* Document section:
I used to do lots of things I didn't much enjoy. Now I am officially a writer. It's what I always wanted to be.

25 thoughts on “#writephoto microfiction: The tides of the night”

    1. I’m glad you like the result 🙂 I’ve had a sequence of migraines, troubled also by the anniversary of the deaths of both my parents. The brain does funny things with words sometimes.

      1. I read the loving piece you wrote in honour of your mother. Such anniversaries are hard. This year was 25 years for my dad, and it was particularly rough. I find myself missing him more than usual so I understand how it makes the heart heavy.

      2. It was 24 for my dad. He was twenty years older than my mother, but she only managed another ten years without him. It’s good that we still miss them. It keeps them alive and close.

      3. My dad died at 64. My mother’s spirit died with him. Her body went on for almost another 20 years, of which I was her caregiver off and on, then mostly on from 2004/5. It was 6 years in April since her death, one day after her 83rd birthday. I wasn’t with my dad when he suddenly and unexpectedly died from an aneurism, but I was with my mother when she passed.

* Directives:
1. State whether each statement agrees with the comment thread, answering yes or no and quoting the deciding words: (a) One commenter's father was twenty years older than that commenter's mother. (b) The commenter whose father died at 64 was with him when he died. (c) This year marked 25 years since one commenter's father died.
2. Resume the comment thread after its last reply by writing the reply that follows it.

* Entries pointing to named objects:
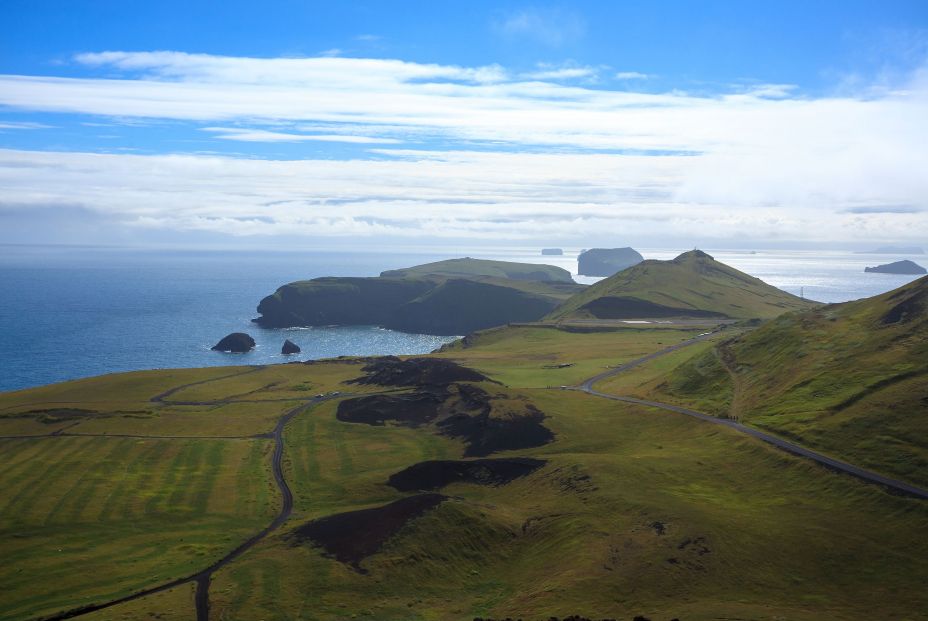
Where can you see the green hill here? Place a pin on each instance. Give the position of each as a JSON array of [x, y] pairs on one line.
[[691, 285], [468, 268], [449, 297], [425, 491], [850, 379]]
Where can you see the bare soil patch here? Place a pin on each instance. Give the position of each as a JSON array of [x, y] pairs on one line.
[[353, 536], [391, 371]]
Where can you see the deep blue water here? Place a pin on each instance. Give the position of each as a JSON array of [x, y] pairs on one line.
[[69, 313], [75, 312]]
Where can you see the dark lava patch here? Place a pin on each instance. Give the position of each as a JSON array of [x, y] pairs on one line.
[[485, 434], [391, 371], [414, 409], [437, 474], [53, 416], [353, 536], [485, 423]]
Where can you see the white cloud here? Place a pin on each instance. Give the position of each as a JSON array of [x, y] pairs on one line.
[[260, 135], [548, 71], [631, 75], [551, 27], [433, 195], [765, 160], [22, 125]]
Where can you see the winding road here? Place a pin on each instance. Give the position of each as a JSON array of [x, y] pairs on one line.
[[796, 449]]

* Expected responses:
1.
(a) Yes: "He was twenty years older than my mother"
(b) No: "I wasn’t with my dad when he suddenly and unexpectedly died from an aneurism"
(c) Yes: "This year was 25 years for my dad"

2.
      4. That’s the hardest part of life, it must be, living on after the one you love most has died. Hard for you too to see her failing. My mother’s father died when he was 56 and my grandmother went from one nervous breakdown to another for the next ten years. She lived for another thirty years after him, losing all her faith in God and religion and just waiting for the day when she felt she was no longer any use to anyone. When that day came, she wrote a farewell letter to each of her children and grandchildren, went to bed and never woke again. I’ve met few women as strong-willed as she was. My mother turned out similar. I hope I do too.